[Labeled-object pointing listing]

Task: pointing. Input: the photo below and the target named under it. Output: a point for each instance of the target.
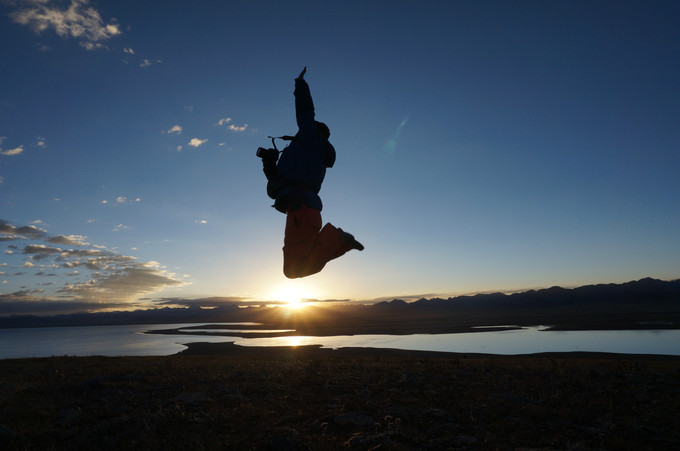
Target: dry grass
(308, 398)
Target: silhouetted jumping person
(294, 183)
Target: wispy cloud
(195, 142)
(78, 21)
(175, 129)
(237, 128)
(103, 278)
(147, 62)
(391, 145)
(14, 151)
(232, 127)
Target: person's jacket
(302, 165)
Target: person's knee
(291, 272)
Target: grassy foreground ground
(227, 397)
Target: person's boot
(267, 155)
(347, 240)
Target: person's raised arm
(304, 106)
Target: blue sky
(482, 146)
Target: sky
(481, 146)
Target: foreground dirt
(226, 397)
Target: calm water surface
(131, 341)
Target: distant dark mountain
(643, 304)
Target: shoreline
(309, 351)
(224, 396)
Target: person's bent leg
(302, 231)
(328, 246)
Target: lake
(130, 340)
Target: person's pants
(306, 246)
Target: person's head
(323, 129)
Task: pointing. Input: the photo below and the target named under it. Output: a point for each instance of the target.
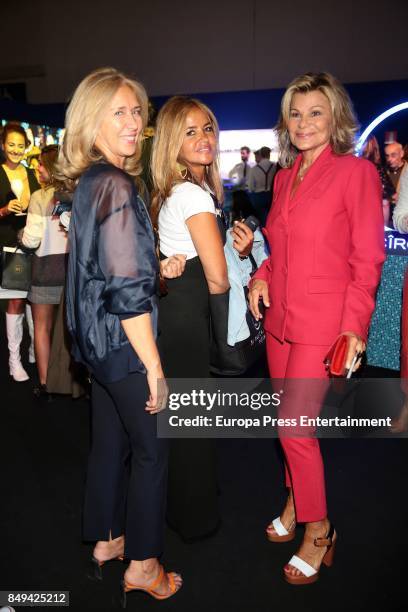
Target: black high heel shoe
(95, 569)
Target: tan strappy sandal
(126, 587)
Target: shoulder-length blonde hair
(168, 140)
(344, 122)
(83, 119)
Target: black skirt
(192, 505)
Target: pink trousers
(304, 470)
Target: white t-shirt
(186, 200)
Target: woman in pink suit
(325, 231)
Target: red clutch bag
(335, 359)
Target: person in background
(318, 283)
(17, 183)
(186, 209)
(239, 174)
(260, 184)
(394, 155)
(43, 235)
(371, 151)
(112, 317)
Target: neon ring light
(377, 121)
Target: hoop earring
(183, 170)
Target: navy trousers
(127, 469)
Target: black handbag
(15, 269)
(234, 360)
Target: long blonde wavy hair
(83, 119)
(344, 122)
(168, 140)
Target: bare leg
(43, 319)
(288, 516)
(106, 550)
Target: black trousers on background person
(127, 469)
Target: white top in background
(186, 200)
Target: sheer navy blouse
(112, 271)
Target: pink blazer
(327, 250)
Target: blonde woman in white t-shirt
(186, 209)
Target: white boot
(30, 323)
(14, 325)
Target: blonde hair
(168, 140)
(83, 119)
(344, 122)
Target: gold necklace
(302, 172)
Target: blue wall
(250, 109)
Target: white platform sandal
(309, 573)
(281, 533)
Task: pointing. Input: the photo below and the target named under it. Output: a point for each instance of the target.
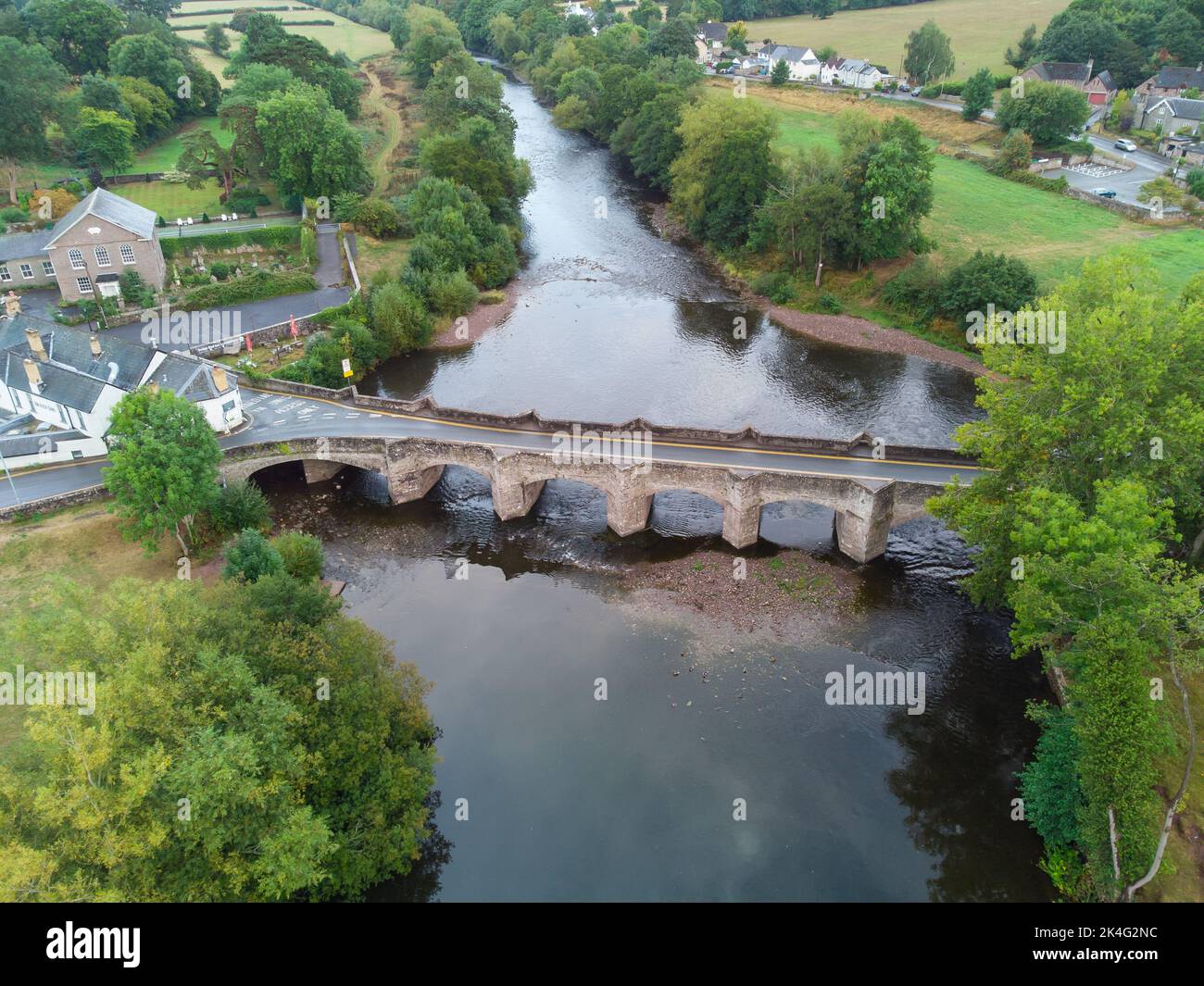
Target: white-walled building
(72, 380)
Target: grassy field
(163, 155)
(980, 31)
(974, 208)
(356, 40)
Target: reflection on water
(633, 798)
(614, 323)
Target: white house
(802, 61)
(71, 380)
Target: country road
(277, 418)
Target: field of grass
(980, 31)
(177, 200)
(163, 155)
(356, 40)
(975, 209)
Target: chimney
(35, 343)
(35, 377)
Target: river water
(633, 797)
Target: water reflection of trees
(961, 756)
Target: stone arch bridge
(866, 508)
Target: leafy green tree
(29, 84)
(217, 40)
(105, 140)
(239, 505)
(77, 32)
(987, 279)
(1020, 56)
(251, 556)
(1048, 113)
(928, 55)
(163, 469)
(230, 779)
(978, 94)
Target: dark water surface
(633, 797)
(614, 321)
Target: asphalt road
(282, 417)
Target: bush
(240, 505)
(452, 293)
(987, 279)
(775, 287)
(302, 554)
(257, 287)
(249, 556)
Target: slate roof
(22, 245)
(116, 209)
(1063, 71)
(1179, 77)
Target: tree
(77, 32)
(928, 56)
(1024, 49)
(164, 466)
(978, 94)
(723, 168)
(216, 39)
(1047, 112)
(249, 556)
(229, 779)
(29, 85)
(104, 140)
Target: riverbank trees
(1087, 526)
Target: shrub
(302, 554)
(452, 293)
(987, 279)
(240, 505)
(775, 287)
(251, 556)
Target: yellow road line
(663, 444)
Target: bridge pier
(861, 529)
(514, 500)
(320, 471)
(742, 524)
(408, 486)
(626, 511)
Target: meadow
(356, 40)
(974, 208)
(980, 31)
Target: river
(637, 796)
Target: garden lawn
(164, 155)
(979, 31)
(356, 40)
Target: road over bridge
(868, 485)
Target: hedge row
(273, 237)
(256, 287)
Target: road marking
(673, 444)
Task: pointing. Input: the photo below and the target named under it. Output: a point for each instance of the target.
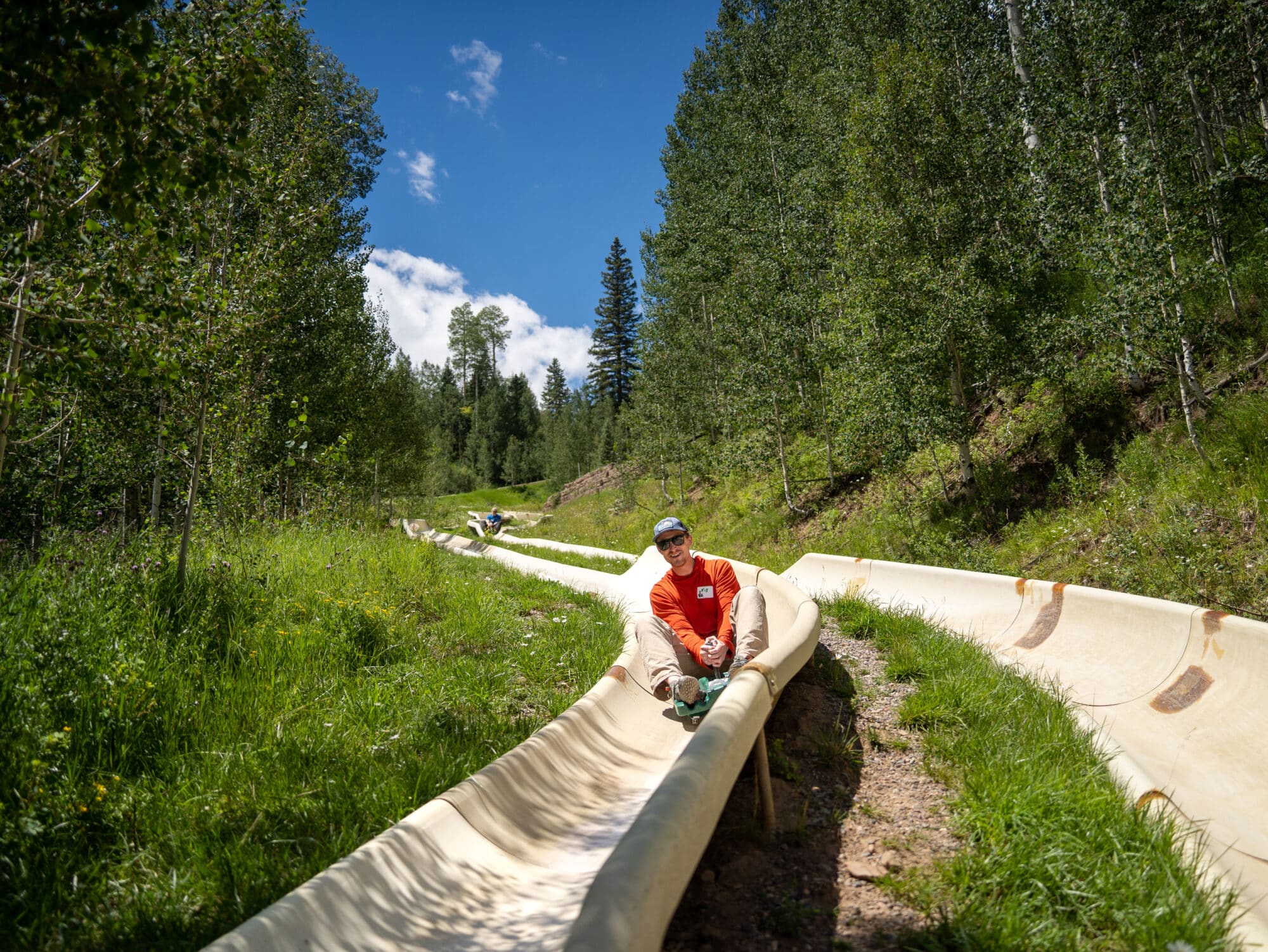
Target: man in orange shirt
(702, 621)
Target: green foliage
(613, 348)
(172, 762)
(879, 217)
(1054, 858)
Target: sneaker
(685, 689)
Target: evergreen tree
(612, 375)
(555, 397)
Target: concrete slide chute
(1175, 693)
(561, 842)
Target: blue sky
(521, 140)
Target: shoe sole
(688, 691)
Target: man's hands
(713, 652)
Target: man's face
(678, 556)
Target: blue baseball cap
(665, 525)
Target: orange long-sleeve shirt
(698, 605)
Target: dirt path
(853, 802)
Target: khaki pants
(666, 657)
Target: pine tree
(612, 373)
(555, 397)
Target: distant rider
(494, 522)
(701, 619)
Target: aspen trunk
(938, 467)
(968, 473)
(827, 433)
(1189, 414)
(1129, 352)
(1134, 381)
(1261, 87)
(1191, 371)
(784, 466)
(13, 364)
(1201, 127)
(157, 487)
(377, 489)
(1103, 179)
(1018, 45)
(187, 529)
(63, 441)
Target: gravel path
(854, 804)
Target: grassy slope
(165, 778)
(1147, 517)
(1057, 860)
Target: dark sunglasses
(664, 544)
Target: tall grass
(1056, 856)
(173, 762)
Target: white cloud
(423, 176)
(548, 55)
(419, 295)
(484, 74)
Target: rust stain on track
(1213, 622)
(1187, 690)
(1045, 623)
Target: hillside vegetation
(1146, 515)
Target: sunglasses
(675, 541)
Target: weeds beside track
(171, 764)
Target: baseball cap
(666, 524)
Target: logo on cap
(668, 524)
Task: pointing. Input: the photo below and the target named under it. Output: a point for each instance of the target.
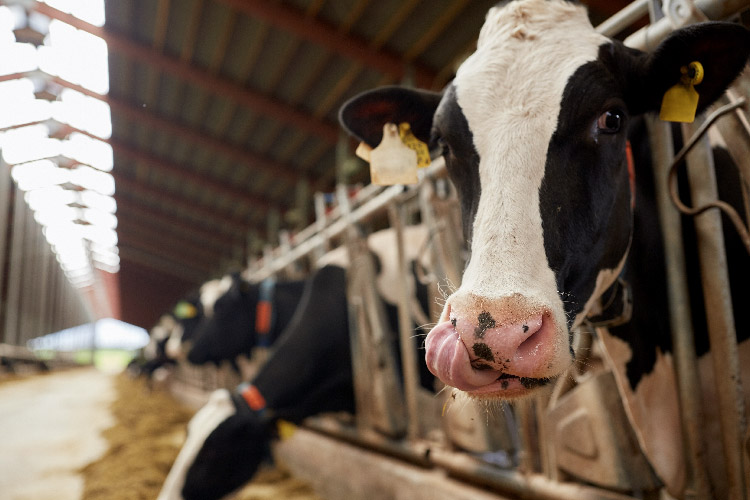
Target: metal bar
(373, 206)
(718, 300)
(627, 16)
(14, 276)
(679, 312)
(397, 218)
(5, 190)
(648, 37)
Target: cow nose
(515, 346)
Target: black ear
(721, 48)
(364, 115)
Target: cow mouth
(509, 386)
(449, 360)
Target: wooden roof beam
(250, 159)
(170, 168)
(256, 101)
(158, 264)
(169, 244)
(132, 222)
(185, 216)
(297, 23)
(158, 249)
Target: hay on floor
(149, 431)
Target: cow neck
(252, 396)
(618, 308)
(264, 312)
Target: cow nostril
(533, 341)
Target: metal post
(683, 341)
(5, 190)
(397, 217)
(15, 266)
(718, 300)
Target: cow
(534, 130)
(246, 315)
(308, 371)
(165, 337)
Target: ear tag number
(185, 310)
(392, 162)
(411, 141)
(681, 101)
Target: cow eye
(610, 121)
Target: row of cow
(305, 325)
(543, 138)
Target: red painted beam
(256, 101)
(300, 25)
(200, 226)
(185, 174)
(212, 217)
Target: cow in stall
(308, 372)
(240, 316)
(163, 349)
(535, 131)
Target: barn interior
(215, 149)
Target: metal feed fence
(523, 451)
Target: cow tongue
(448, 359)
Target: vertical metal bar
(44, 285)
(15, 266)
(5, 190)
(397, 217)
(683, 341)
(28, 283)
(718, 300)
(321, 221)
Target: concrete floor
(50, 427)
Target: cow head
(533, 130)
(229, 324)
(225, 444)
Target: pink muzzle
(501, 353)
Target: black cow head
(229, 330)
(533, 130)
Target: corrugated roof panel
(271, 59)
(239, 51)
(214, 22)
(180, 22)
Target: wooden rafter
(254, 100)
(168, 167)
(294, 21)
(183, 222)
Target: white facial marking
(218, 409)
(510, 91)
(604, 280)
(211, 291)
(173, 348)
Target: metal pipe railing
(719, 314)
(662, 152)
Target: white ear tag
(392, 162)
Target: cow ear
(364, 115)
(721, 48)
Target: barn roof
(224, 115)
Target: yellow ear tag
(363, 151)
(681, 101)
(392, 162)
(185, 310)
(408, 138)
(285, 429)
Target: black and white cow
(309, 371)
(246, 315)
(534, 131)
(165, 338)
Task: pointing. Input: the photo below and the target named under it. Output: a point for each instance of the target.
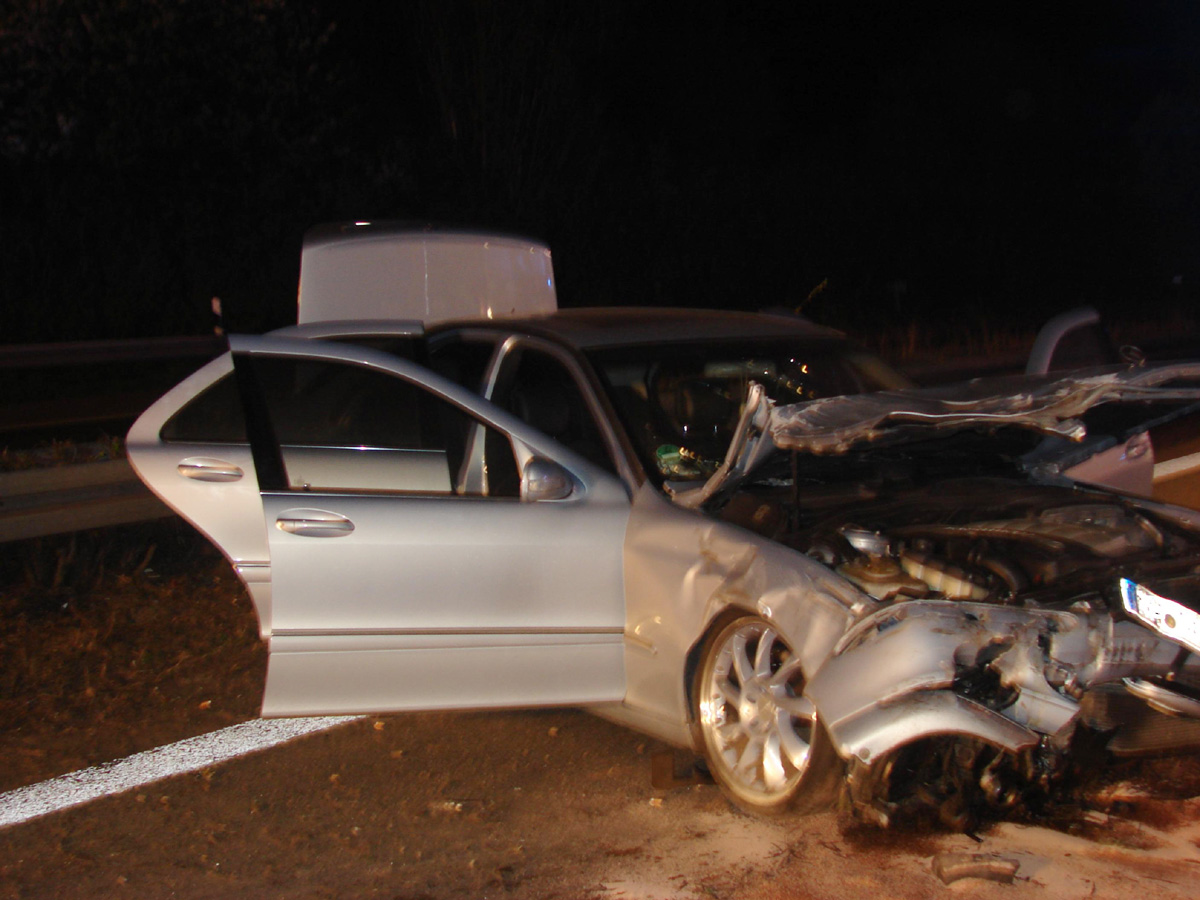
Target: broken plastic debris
(955, 867)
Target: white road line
(198, 753)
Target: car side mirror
(545, 480)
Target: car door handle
(203, 468)
(313, 523)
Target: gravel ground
(112, 653)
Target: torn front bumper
(1009, 677)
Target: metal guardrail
(72, 498)
(87, 353)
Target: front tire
(760, 733)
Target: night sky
(880, 166)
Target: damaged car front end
(1012, 615)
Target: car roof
(600, 328)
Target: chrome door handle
(203, 468)
(313, 523)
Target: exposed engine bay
(1003, 631)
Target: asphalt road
(541, 804)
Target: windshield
(679, 403)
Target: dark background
(882, 166)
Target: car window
(461, 360)
(679, 403)
(214, 417)
(541, 390)
(346, 427)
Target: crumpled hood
(834, 425)
(1051, 406)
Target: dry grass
(117, 641)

- [JOB]:
Reproduce the listing verbatim, from the line containing "Target: cow eye" through the end of the listing, including both ends, and omit the pictures.

- [CORRECT RESPONSE]:
Target: cow eye
(610, 121)
Target: row of cow
(305, 325)
(543, 138)
Target: red painted beam
(256, 101)
(300, 25)
(200, 226)
(185, 174)
(212, 217)
Target: cow in stall
(308, 372)
(240, 316)
(163, 349)
(535, 131)
Target: barn interior
(215, 149)
Target: metal feed fence
(523, 451)
Target: cow tongue
(448, 359)
Target: vertical metal bar
(44, 285)
(15, 266)
(5, 190)
(397, 217)
(683, 341)
(28, 283)
(718, 300)
(321, 221)
Target: concrete floor
(50, 427)
Target: cow head
(533, 130)
(229, 324)
(225, 444)
Target: pink muzzle
(501, 353)
Target: black cow head
(229, 330)
(533, 130)
Target: corrugated roof panel
(271, 59)
(239, 51)
(214, 22)
(180, 22)
Target: wooden rafter
(254, 100)
(168, 167)
(294, 21)
(183, 222)
Target: white facial marking
(218, 409)
(510, 91)
(604, 280)
(211, 291)
(173, 348)
Target: metal pipe railing
(719, 314)
(662, 152)
Target: white ear tag
(392, 162)
Target: cow ear
(364, 115)
(721, 48)
Target: barn roof
(224, 115)
Target: yellow ear tag
(363, 151)
(681, 101)
(392, 162)
(185, 310)
(408, 138)
(285, 429)
Target: black and white cow
(309, 371)
(246, 315)
(534, 131)
(165, 338)
Task: pointing. Input: the photo below and the target named under it. Output: a point for each instance of the target.
Target: broken plastic debris
(955, 867)
Target: white road line
(198, 753)
Target: car side mirror
(545, 480)
Target: car door handle
(203, 468)
(313, 523)
Target: gravel ground
(112, 653)
Target: torn front bumper
(1009, 677)
Target: metal guardrail
(72, 498)
(87, 353)
Target: front tire
(760, 733)
Target: night sky
(880, 166)
Target: damaged car front end
(1012, 615)
Target: car roof
(600, 328)
Target: chrome door handle
(203, 468)
(313, 523)
Target: exposed engine bay
(1003, 631)
Target: asphalt road
(541, 804)
Target: windshield
(679, 403)
Target: dark background
(882, 166)
Target: car window
(461, 360)
(679, 403)
(214, 417)
(541, 390)
(346, 427)
Target: crumpled hood
(834, 425)
(1051, 406)
Target: dry grass
(117, 641)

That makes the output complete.